SUPPLIED TEXT |
───
Q: Do I need a trust if I already have a will? Not necessarily, but for most families, a trust offers significant advantages: probate avoidance, privacy, and incapacity planning. A will goes through probate court. A properly funded trust does not. The best approach depends on the complexity of your assets and your family situation.
Q: What is the difference between a power of attorney and a healthcare proxy? A power of attorney handles financial and legal decisions (bills, accounts, investments, taxes). A healthcare proxy handles medical decisions. They are two separate documents that serve two separate purposes. Most families should have both, and they do not have to name the same person for each role.
Q: Does a power of attorney expire when I die? Yes. A power of attorney is only effective during your lifetime. When you die, your executor (named in your will) or your successor trustee (named in your trust) takes over. The power of attorney has no authority after death.
Q: What happens if I have no estate plan at all? The state decides everything. Your assets are distributed according to intestacy laws, which may not match your wishes. The court appoints a guardian for your minor children. If you become incapacitated, your family must petition the court for the right to manage your finances or make medical decisions. This process is slow, expensive, and public.
Q: How much does estate planning cost? Costs vary depending on the complexity of your situation and your state. A basic will can cost a few hundred dollars. A comprehensive plan with a trust, power of attorney, healthcare proxy, and living will typically runs between $1,500 and $5,000 for most families. The cost of not having a plan, including probate fees, court costs, family conflict, and unnecessary taxes, is almost always higher.
Q: Can I do my estate plan online? You can, but there are risks. Online tools work for very simple situations. But they cannot advise you on state-specific requirements, trust funding, tax planning, beneficiary coordination, or the interaction between your estate plan and your financial plan. For families with any complexity, an attorney who understands your state’s laws is the better investment.

The Bottom Line

Estate planning is not just for wealthy families. It is for anyone who wants to control what happens to their assets, their children, and their medical care. The five documents outlined in this post form the foundation of that control: a will, a revocable living trust, a durable power of attorney, a healthcare proxy, and a living will.
───
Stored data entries
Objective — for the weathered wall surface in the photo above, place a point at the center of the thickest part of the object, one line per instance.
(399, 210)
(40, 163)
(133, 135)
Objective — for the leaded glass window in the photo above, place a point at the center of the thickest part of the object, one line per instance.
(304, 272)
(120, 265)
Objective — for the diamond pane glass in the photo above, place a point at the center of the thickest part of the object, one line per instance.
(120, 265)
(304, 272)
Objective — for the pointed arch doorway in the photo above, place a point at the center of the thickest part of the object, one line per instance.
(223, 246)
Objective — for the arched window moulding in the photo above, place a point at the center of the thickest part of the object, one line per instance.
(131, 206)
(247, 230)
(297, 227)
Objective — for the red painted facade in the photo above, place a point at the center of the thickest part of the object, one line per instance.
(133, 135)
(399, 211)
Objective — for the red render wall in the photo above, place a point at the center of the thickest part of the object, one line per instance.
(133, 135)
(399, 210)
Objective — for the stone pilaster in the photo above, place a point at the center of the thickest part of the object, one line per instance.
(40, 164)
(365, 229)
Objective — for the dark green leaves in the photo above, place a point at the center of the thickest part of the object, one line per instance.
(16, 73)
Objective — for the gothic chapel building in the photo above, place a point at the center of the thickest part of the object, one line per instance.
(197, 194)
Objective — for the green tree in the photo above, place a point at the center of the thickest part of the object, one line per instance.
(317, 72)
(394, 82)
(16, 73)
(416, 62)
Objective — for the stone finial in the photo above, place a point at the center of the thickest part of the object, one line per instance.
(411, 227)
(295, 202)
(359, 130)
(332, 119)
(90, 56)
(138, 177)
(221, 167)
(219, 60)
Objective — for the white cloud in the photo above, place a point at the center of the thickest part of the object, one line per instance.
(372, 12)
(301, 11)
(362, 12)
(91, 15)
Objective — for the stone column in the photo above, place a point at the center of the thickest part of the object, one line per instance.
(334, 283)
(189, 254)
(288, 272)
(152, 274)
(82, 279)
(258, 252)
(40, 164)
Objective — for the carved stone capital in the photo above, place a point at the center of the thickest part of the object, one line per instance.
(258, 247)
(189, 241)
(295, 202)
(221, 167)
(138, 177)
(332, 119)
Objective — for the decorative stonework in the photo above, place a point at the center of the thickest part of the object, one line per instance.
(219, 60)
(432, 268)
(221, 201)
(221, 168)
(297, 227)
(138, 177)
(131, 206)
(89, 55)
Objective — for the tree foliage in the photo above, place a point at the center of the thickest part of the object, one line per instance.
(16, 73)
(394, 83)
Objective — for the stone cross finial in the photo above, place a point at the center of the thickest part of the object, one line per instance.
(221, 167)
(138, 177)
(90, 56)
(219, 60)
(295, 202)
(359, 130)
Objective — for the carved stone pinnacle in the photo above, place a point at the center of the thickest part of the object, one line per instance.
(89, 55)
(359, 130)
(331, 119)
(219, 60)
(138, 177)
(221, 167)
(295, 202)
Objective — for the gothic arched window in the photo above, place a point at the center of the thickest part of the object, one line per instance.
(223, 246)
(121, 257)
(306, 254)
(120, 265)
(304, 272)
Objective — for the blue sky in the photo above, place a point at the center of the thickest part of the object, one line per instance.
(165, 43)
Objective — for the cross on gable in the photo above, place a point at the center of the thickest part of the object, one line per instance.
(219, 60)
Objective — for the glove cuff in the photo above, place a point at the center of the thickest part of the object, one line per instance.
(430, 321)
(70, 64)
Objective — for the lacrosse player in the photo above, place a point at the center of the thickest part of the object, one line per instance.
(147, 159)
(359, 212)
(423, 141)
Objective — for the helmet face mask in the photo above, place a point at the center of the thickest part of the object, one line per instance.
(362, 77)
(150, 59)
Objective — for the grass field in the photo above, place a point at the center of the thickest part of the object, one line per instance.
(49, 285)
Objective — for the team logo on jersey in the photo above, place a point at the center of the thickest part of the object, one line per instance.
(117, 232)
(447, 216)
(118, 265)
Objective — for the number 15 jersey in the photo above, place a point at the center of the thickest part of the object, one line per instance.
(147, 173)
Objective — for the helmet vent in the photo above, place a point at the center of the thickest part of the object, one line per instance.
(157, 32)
───
WHAT TO DO |
- a) Answer these questions from the estate planning FAQ:
(i) What kinds of decisions does a power of attorney handle?
(ii) Who takes over after your death, according to the FAQ?
(iii) What does a comprehensive plan typically cost for most families?
- b) Can you set down the part of the estate planning FAQ between "Q: Can I do" and "the better investment.", inclusive?
These entries were taken from a separate source.

RESPONSES IN ORDER |
- a)
(i) Financial and legal decisions (bills, accounts, investments, taxes).
(ii) Your executor (named in your will) or your successor trustee (named in your trust).
(iii) Between $1,500 and $5,000.

- b)
Q: Can I do my estate plan online? You can, but there are risks. Online tools work for very simple situations. But they cannot advise you on state-specific requirements, trust funding, tax planning, beneficiary coordination, or the interaction between your estate plan and your financial plan. For families with any complexity, an attorney who understands your state’s laws is the better investment.